Nothing but a number should be given: how many lines in the listing contain the word "reflection".

## Data records

--*--

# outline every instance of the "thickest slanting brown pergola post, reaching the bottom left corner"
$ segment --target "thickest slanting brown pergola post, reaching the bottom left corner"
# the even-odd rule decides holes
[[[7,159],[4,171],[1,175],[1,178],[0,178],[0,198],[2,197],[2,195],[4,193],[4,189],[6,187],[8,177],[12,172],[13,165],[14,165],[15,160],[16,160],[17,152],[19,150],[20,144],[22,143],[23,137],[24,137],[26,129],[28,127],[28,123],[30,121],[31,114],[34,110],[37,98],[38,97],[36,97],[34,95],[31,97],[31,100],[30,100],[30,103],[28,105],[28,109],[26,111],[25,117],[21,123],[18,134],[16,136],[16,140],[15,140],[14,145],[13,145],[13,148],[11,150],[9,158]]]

--*--

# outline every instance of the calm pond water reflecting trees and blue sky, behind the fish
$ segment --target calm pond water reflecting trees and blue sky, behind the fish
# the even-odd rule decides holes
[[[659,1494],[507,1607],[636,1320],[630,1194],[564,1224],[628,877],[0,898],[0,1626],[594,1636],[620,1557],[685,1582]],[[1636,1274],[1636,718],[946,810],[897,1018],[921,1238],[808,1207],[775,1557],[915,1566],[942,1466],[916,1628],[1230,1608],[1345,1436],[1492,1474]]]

--*--

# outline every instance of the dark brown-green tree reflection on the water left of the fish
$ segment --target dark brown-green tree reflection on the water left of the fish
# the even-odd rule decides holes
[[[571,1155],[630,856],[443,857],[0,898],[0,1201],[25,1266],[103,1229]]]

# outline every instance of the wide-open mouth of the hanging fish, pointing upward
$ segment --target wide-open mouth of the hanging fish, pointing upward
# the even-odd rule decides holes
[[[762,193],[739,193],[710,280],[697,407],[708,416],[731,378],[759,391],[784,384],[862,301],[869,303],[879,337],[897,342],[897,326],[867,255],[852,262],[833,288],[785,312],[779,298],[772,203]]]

--*--

## Reply
2